(Point labeling data based on photos)
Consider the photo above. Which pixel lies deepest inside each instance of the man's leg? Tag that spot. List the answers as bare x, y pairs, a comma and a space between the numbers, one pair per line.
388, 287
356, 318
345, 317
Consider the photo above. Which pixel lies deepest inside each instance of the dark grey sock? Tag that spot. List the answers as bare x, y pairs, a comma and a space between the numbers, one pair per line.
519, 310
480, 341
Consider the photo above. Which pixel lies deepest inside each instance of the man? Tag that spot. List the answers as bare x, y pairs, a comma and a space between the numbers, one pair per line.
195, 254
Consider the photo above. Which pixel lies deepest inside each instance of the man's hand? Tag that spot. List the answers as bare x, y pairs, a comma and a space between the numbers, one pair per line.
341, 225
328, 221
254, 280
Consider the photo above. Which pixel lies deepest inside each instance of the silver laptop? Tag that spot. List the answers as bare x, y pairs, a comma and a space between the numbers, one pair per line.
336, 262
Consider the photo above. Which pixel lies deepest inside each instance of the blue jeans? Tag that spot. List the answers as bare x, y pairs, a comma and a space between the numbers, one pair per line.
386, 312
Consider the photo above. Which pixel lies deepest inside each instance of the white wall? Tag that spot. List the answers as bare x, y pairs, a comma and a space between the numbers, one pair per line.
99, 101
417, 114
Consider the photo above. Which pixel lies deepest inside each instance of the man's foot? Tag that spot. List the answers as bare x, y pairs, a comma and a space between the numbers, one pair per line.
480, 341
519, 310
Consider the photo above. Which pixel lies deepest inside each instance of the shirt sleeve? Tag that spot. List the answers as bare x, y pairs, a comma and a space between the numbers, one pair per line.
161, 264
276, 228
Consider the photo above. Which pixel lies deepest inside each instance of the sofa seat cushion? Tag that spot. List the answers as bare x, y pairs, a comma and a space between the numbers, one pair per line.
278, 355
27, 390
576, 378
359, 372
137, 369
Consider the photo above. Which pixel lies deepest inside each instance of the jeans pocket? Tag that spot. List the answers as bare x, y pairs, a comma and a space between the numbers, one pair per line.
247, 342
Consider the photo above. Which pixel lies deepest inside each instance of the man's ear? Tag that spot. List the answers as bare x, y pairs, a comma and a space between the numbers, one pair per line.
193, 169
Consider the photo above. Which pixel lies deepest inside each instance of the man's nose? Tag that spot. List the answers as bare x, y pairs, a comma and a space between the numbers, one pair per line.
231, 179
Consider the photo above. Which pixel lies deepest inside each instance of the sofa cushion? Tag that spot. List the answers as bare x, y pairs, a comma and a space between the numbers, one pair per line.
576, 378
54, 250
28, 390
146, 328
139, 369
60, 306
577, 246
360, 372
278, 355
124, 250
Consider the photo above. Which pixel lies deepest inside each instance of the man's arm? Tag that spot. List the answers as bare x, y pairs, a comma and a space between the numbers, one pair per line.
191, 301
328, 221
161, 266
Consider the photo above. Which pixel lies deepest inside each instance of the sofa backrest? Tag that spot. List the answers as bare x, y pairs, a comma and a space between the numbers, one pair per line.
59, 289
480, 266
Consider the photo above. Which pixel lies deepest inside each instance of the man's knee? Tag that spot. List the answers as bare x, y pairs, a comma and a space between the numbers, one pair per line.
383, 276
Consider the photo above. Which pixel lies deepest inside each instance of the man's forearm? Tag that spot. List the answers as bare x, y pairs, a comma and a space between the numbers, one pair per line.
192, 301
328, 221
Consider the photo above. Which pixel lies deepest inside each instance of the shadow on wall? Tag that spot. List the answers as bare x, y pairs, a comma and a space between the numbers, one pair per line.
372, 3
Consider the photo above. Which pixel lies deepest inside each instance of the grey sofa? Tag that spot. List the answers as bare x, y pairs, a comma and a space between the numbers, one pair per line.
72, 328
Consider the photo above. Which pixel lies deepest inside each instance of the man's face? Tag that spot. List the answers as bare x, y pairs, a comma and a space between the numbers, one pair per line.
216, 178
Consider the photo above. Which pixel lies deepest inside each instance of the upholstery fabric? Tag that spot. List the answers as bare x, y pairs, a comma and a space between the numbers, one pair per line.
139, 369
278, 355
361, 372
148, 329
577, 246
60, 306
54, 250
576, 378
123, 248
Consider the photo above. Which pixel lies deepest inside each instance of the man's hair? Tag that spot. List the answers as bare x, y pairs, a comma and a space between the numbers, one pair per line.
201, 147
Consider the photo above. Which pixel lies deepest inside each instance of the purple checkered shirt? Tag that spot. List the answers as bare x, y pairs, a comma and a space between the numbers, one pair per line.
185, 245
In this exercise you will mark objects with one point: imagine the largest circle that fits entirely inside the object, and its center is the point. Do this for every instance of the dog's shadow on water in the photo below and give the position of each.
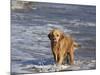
(38, 62)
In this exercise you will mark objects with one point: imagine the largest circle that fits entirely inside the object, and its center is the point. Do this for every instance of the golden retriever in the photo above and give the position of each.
(62, 47)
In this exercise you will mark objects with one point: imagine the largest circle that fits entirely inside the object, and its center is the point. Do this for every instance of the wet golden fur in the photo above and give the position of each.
(61, 46)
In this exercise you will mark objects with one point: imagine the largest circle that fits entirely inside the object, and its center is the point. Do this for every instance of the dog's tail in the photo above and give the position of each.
(76, 45)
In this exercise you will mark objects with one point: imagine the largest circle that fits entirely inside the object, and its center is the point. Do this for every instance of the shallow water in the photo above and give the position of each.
(30, 46)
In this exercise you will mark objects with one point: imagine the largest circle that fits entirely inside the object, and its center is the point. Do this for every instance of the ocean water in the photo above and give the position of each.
(30, 45)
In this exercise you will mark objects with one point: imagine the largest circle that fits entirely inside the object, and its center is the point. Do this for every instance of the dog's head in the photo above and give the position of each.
(55, 35)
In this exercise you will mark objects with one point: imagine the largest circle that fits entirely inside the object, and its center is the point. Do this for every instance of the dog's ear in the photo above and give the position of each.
(50, 35)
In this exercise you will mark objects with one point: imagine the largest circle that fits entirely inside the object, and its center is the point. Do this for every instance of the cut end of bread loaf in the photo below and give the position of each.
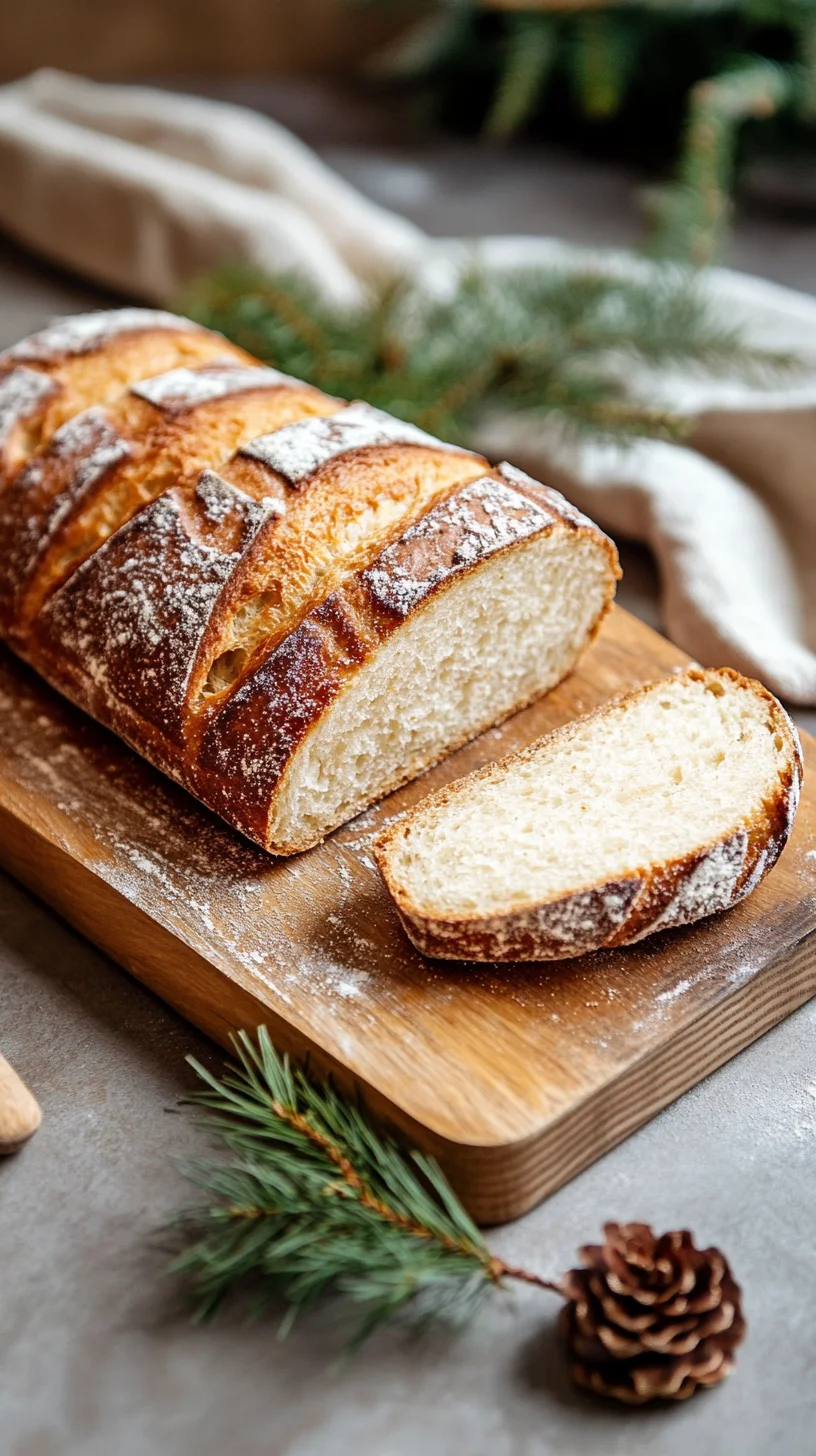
(289, 603)
(657, 810)
(475, 653)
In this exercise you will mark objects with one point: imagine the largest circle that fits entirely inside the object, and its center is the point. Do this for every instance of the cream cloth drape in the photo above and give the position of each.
(143, 191)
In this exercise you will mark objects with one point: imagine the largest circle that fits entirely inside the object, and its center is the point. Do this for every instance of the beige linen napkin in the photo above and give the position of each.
(144, 190)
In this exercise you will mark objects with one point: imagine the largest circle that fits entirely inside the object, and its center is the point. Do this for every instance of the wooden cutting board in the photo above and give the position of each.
(515, 1078)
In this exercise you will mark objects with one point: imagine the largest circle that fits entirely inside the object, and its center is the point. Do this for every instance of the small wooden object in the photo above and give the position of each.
(513, 1076)
(19, 1111)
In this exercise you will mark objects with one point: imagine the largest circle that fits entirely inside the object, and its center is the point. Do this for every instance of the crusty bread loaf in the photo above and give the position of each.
(653, 811)
(289, 603)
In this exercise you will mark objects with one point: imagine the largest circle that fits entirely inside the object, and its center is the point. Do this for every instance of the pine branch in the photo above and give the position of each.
(312, 1203)
(542, 341)
(531, 45)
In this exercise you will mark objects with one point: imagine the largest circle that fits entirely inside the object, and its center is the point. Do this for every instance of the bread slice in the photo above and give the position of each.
(663, 807)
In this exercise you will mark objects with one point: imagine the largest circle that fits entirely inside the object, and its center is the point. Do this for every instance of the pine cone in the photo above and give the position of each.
(650, 1316)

◆ **EXERCISE DIRECTIONS**: Reproduce word for word the lines of the material from the line with "of the beige" up to and including the line with "(515, 1078)".

◆ **TASK OUTPUT**:
In this exercise you will mark objects with one point: imagine the largest circle that fits entirely inside the object, and its center is the point. Do this for every instance of the beige linen napkin in the photo above and give the position of each.
(144, 190)
In this exercise you will mark objects with one point: imagine the largest circle that fits entirely inside the object, and its center is the point. Do this for every instance of the wooden cutting board in the photo above and give the position of each.
(515, 1078)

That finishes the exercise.